Try it:
Skip every picture, then write out exactly the lines of the listing below from the line that contains "Where can you find the small green" through the final line.
-----
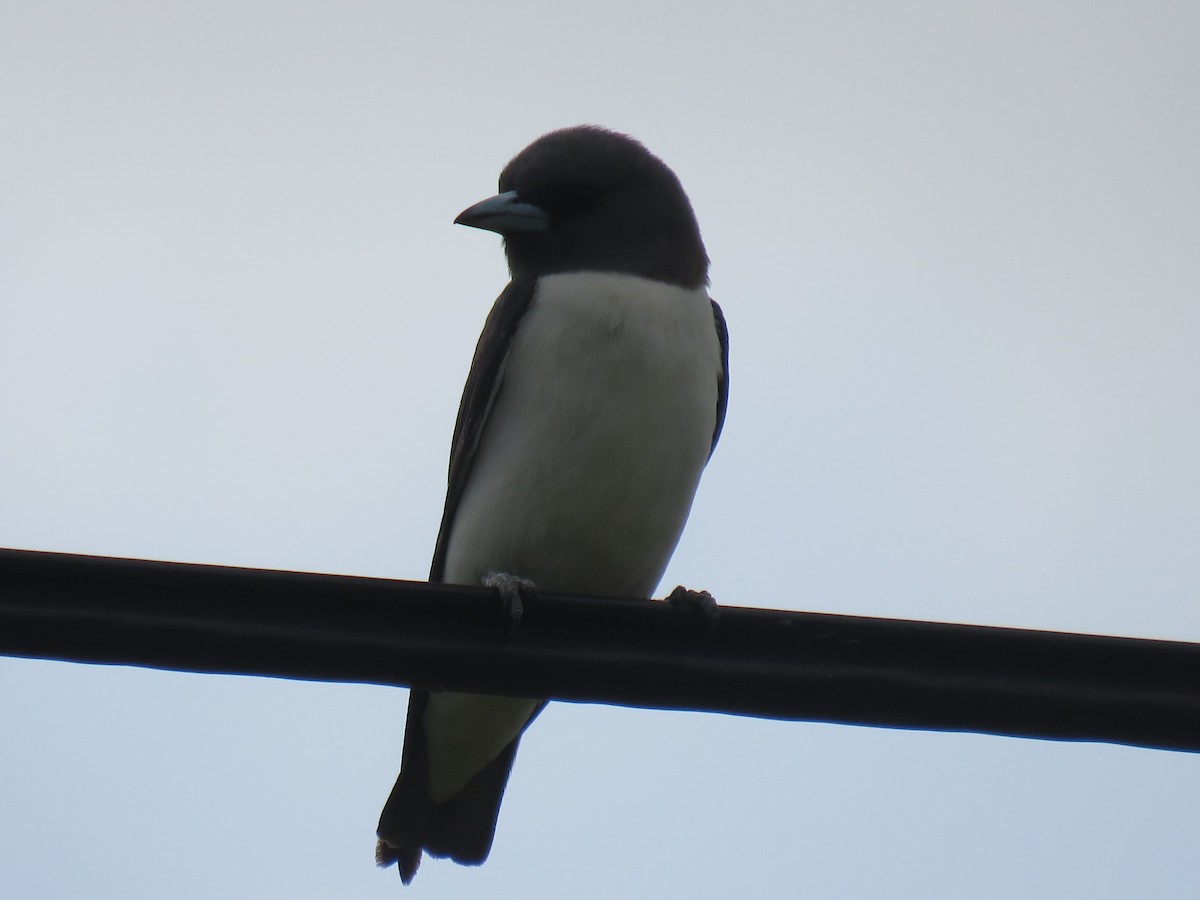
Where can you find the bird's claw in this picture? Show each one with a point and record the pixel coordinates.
(696, 603)
(514, 592)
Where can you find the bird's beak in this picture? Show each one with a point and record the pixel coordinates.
(505, 214)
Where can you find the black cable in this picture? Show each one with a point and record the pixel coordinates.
(762, 663)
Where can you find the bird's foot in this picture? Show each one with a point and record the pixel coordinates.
(695, 603)
(514, 592)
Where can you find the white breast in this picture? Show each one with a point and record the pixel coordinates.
(595, 442)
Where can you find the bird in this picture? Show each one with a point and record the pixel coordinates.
(594, 401)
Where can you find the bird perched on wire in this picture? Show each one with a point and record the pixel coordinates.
(595, 397)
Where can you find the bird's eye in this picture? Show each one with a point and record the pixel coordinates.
(586, 199)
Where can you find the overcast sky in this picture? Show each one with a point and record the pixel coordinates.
(957, 245)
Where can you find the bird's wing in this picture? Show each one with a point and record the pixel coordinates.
(723, 385)
(483, 384)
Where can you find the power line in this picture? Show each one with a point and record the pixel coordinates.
(744, 661)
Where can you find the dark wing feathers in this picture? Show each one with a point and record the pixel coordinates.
(478, 395)
(723, 387)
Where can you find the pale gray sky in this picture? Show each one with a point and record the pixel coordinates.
(957, 247)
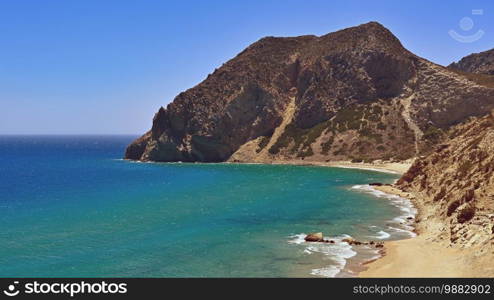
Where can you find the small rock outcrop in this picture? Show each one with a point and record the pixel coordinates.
(479, 63)
(454, 185)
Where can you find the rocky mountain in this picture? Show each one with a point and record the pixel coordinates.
(479, 63)
(355, 94)
(454, 185)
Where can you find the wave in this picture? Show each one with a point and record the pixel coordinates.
(383, 235)
(337, 253)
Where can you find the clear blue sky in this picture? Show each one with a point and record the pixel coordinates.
(105, 67)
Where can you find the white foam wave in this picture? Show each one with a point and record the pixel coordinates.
(403, 204)
(383, 235)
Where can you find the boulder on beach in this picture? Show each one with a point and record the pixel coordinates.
(314, 237)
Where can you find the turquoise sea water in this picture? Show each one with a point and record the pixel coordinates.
(69, 206)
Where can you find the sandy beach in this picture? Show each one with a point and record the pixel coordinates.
(428, 256)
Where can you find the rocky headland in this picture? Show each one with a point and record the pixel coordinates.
(355, 98)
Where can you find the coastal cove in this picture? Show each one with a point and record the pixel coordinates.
(78, 210)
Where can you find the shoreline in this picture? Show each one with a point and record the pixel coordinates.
(425, 255)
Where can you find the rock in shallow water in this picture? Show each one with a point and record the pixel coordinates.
(314, 237)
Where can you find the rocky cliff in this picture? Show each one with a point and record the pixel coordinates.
(355, 94)
(479, 63)
(454, 185)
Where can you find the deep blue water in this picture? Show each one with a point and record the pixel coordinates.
(69, 206)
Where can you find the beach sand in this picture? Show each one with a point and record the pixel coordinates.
(388, 167)
(428, 256)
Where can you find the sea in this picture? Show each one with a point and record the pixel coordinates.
(70, 206)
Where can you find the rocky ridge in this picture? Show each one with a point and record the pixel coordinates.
(479, 63)
(355, 94)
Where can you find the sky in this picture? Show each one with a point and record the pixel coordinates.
(105, 67)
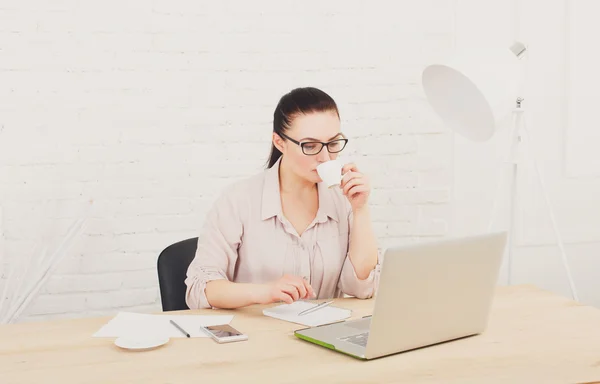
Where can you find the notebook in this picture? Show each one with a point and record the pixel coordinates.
(325, 315)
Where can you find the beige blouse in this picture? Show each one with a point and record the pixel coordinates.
(247, 239)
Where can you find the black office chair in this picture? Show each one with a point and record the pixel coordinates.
(172, 266)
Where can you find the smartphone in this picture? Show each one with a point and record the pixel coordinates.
(224, 333)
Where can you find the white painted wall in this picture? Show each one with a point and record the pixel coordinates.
(544, 27)
(150, 108)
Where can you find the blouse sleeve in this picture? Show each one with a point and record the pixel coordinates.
(350, 283)
(217, 251)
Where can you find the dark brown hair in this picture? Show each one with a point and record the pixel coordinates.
(298, 101)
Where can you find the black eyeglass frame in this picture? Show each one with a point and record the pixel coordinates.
(301, 144)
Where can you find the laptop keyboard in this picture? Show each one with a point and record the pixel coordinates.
(359, 339)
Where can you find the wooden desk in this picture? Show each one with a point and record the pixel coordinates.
(533, 337)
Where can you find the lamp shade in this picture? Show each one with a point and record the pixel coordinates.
(472, 91)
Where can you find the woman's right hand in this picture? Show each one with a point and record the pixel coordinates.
(287, 289)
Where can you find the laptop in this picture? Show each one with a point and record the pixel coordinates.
(428, 294)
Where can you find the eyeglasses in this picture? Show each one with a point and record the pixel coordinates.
(312, 148)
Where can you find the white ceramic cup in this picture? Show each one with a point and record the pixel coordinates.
(331, 172)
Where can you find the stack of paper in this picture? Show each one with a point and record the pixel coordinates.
(325, 315)
(129, 324)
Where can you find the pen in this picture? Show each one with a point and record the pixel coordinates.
(181, 329)
(319, 306)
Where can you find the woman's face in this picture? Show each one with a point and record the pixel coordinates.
(314, 127)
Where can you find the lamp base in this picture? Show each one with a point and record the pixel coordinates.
(519, 132)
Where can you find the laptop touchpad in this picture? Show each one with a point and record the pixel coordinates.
(362, 324)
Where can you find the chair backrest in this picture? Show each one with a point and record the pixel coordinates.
(172, 266)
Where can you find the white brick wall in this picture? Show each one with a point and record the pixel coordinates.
(150, 108)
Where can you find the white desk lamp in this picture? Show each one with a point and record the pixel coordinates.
(472, 93)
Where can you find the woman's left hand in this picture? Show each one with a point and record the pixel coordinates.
(355, 186)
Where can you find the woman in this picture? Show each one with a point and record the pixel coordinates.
(282, 235)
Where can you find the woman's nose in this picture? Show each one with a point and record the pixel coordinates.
(324, 155)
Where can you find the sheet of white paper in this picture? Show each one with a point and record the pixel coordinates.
(144, 325)
(326, 315)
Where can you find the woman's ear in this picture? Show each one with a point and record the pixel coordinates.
(278, 142)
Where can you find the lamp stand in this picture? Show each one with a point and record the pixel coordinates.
(519, 132)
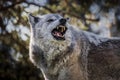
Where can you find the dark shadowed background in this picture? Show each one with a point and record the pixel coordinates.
(101, 17)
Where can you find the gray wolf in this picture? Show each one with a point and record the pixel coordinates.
(63, 52)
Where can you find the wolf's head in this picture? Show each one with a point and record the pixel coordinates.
(51, 33)
(52, 27)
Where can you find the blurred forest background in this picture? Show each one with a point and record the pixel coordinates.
(101, 17)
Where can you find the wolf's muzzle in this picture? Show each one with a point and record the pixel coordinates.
(63, 21)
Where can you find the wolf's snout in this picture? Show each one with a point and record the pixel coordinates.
(63, 21)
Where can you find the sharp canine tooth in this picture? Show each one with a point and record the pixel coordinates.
(64, 28)
(57, 27)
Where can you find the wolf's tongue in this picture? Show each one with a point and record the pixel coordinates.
(58, 34)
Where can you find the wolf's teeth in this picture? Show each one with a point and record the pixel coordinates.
(57, 27)
(63, 28)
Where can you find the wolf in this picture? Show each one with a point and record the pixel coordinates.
(64, 52)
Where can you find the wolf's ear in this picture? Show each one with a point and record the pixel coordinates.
(33, 20)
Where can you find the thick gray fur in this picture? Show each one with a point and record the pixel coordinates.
(81, 56)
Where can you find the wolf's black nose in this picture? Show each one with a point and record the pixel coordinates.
(62, 21)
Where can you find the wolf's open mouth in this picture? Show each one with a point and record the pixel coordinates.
(59, 32)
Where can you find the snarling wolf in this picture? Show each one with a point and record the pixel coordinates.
(63, 52)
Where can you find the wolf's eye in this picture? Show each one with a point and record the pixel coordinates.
(50, 20)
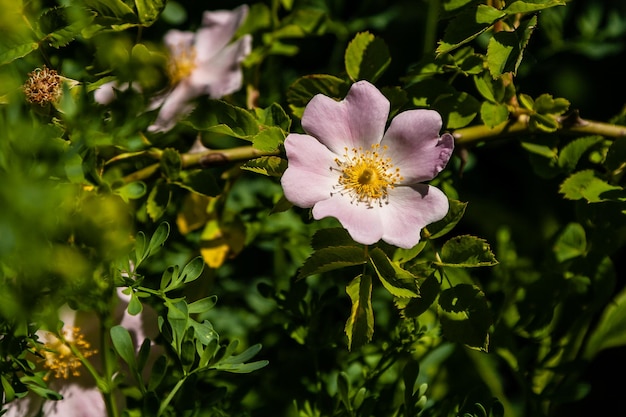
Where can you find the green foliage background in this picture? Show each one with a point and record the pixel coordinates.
(513, 305)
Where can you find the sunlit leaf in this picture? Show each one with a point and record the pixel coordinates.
(505, 49)
(366, 57)
(399, 282)
(360, 325)
(467, 25)
(467, 251)
(571, 153)
(123, 345)
(465, 316)
(571, 243)
(158, 200)
(303, 90)
(609, 331)
(328, 259)
(585, 184)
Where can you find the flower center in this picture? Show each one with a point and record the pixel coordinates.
(43, 86)
(59, 356)
(182, 63)
(366, 175)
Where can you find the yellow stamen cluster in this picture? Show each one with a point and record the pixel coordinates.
(182, 63)
(43, 86)
(59, 357)
(366, 175)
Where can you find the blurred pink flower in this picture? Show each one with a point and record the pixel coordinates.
(348, 167)
(67, 376)
(202, 63)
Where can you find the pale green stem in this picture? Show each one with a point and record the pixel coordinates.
(202, 159)
(521, 126)
(103, 385)
(170, 396)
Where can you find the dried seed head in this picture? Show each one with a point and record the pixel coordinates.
(43, 86)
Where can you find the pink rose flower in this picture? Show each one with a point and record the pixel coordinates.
(202, 63)
(348, 167)
(67, 376)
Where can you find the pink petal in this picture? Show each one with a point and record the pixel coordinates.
(222, 74)
(141, 326)
(415, 146)
(410, 209)
(308, 178)
(356, 121)
(178, 41)
(363, 223)
(28, 406)
(218, 28)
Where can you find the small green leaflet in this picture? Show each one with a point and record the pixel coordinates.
(360, 325)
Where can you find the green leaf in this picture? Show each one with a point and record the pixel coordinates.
(571, 243)
(157, 373)
(360, 325)
(546, 104)
(132, 191)
(171, 164)
(334, 236)
(202, 305)
(178, 318)
(571, 153)
(134, 305)
(148, 11)
(609, 331)
(192, 270)
(158, 238)
(274, 115)
(616, 156)
(200, 181)
(244, 356)
(158, 200)
(399, 282)
(585, 184)
(429, 291)
(493, 114)
(443, 226)
(465, 316)
(63, 24)
(328, 259)
(221, 118)
(17, 51)
(242, 368)
(113, 11)
(7, 390)
(123, 344)
(467, 251)
(460, 109)
(467, 25)
(305, 88)
(269, 139)
(169, 277)
(366, 57)
(505, 49)
(272, 166)
(529, 6)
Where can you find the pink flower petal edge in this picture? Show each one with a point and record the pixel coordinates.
(374, 192)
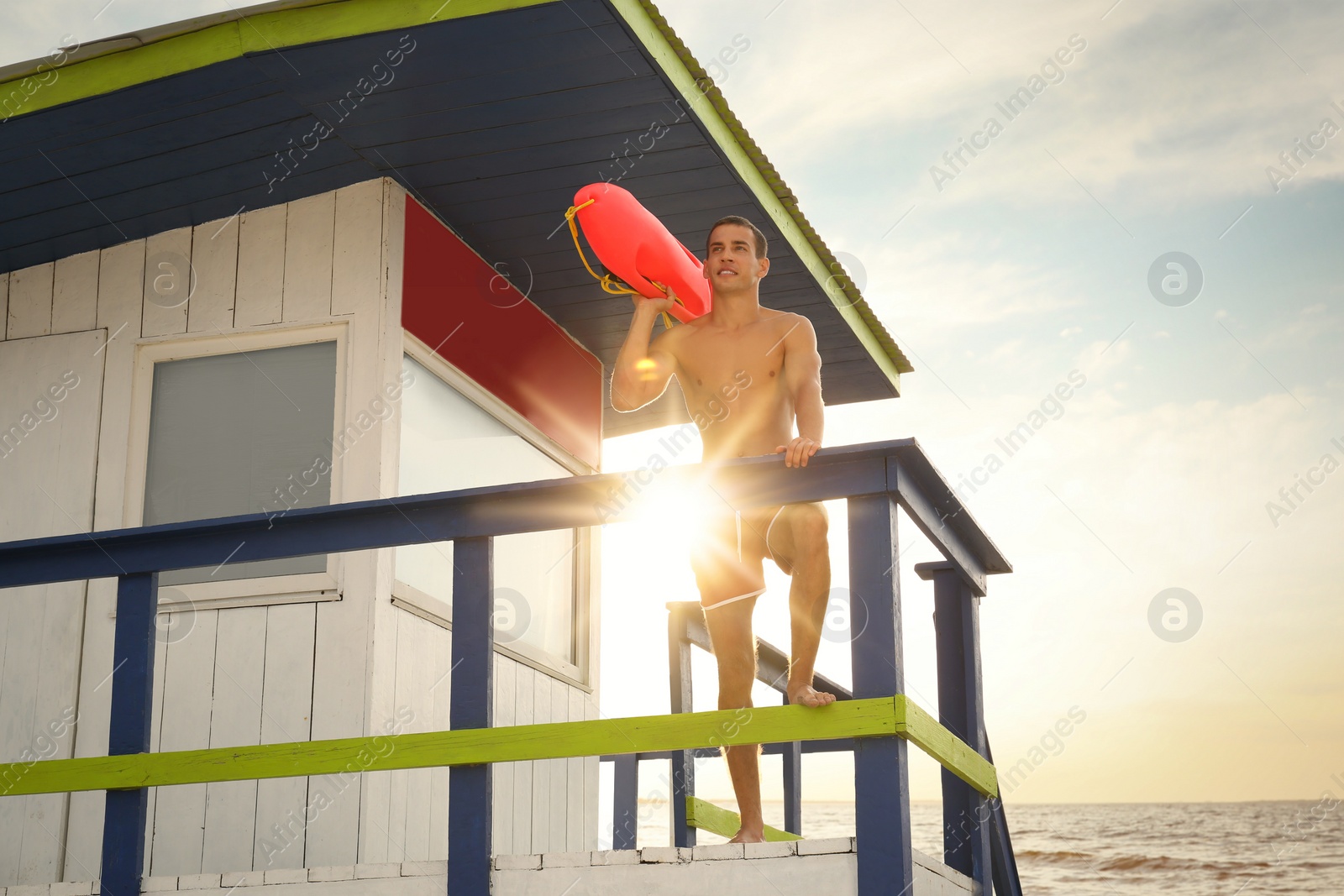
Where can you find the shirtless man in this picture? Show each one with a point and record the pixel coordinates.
-----
Problem solution:
Where can you find the small green leaflet in this picture? Show each one with a point and record the pixel coordinates.
(360, 325)
Where can you find the green leaf in this picture? Show each one with a point and record the pixel coordinates.
(571, 243)
(157, 373)
(360, 325)
(546, 104)
(132, 191)
(171, 164)
(334, 236)
(202, 305)
(178, 318)
(571, 153)
(134, 305)
(148, 11)
(609, 331)
(192, 270)
(158, 238)
(274, 115)
(616, 156)
(200, 181)
(244, 356)
(158, 200)
(399, 282)
(585, 184)
(429, 291)
(493, 114)
(443, 226)
(465, 316)
(63, 24)
(328, 259)
(221, 118)
(17, 51)
(242, 368)
(113, 11)
(7, 390)
(123, 344)
(467, 251)
(460, 109)
(467, 25)
(305, 88)
(269, 139)
(169, 277)
(366, 57)
(505, 49)
(272, 166)
(529, 6)
Where can you find the pink flower petal edge in this picture? Show each one with a point and record the pixel coordinates.
(374, 192)
Where can you find the shirtless man in this picture? Show each one with a point and record the pixel coordinates.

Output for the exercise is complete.